What the task asks.
The material below holds pictures, which are to be left out; copy exactly the lines from the one with "Expected: one point per instance of the yellow" through the one with "Target: yellow ribbon on table".

Records provided.
>>>>

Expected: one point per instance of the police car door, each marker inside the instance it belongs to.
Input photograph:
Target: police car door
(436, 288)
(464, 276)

<<<<
>>>>

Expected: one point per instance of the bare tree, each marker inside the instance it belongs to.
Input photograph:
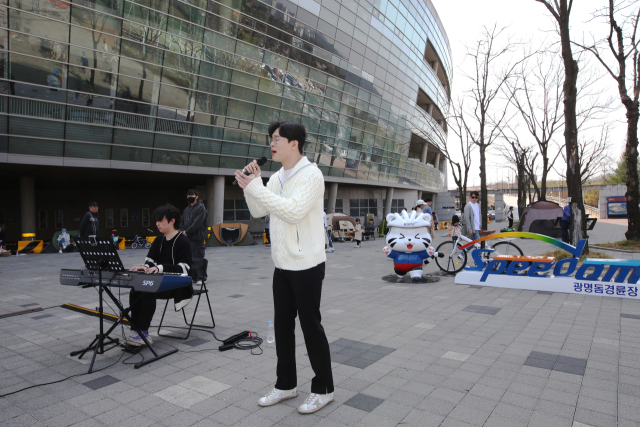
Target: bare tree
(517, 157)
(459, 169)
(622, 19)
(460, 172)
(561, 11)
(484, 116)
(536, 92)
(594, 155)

<<<<
>>>>

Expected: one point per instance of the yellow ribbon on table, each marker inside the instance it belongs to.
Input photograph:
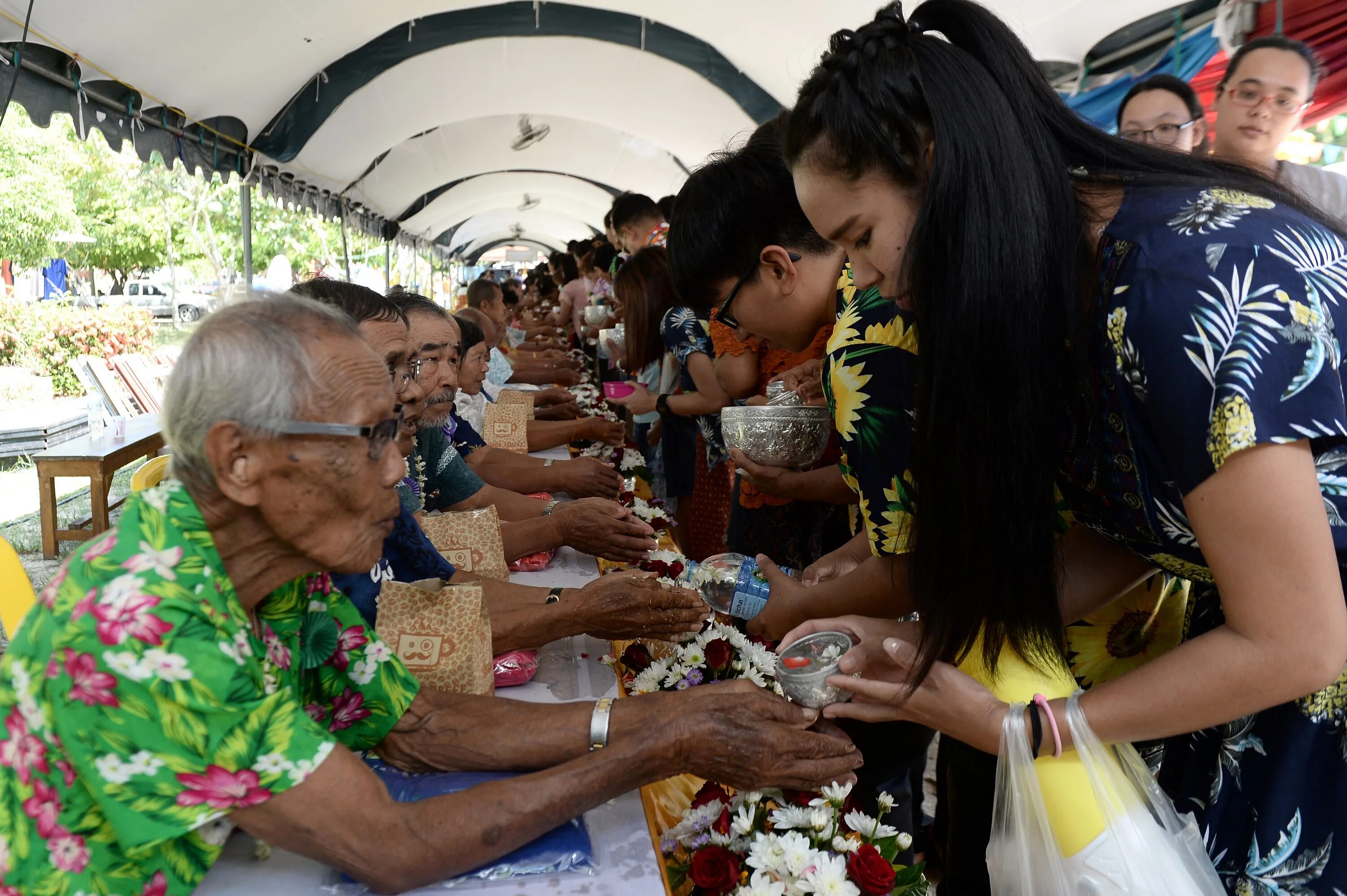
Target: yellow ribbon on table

<<<<

Task answer.
Expected: one point per instance of the yellow ribbon on table, each marker inside the instance it belongs to.
Input photograph:
Target: yellow ribbon on table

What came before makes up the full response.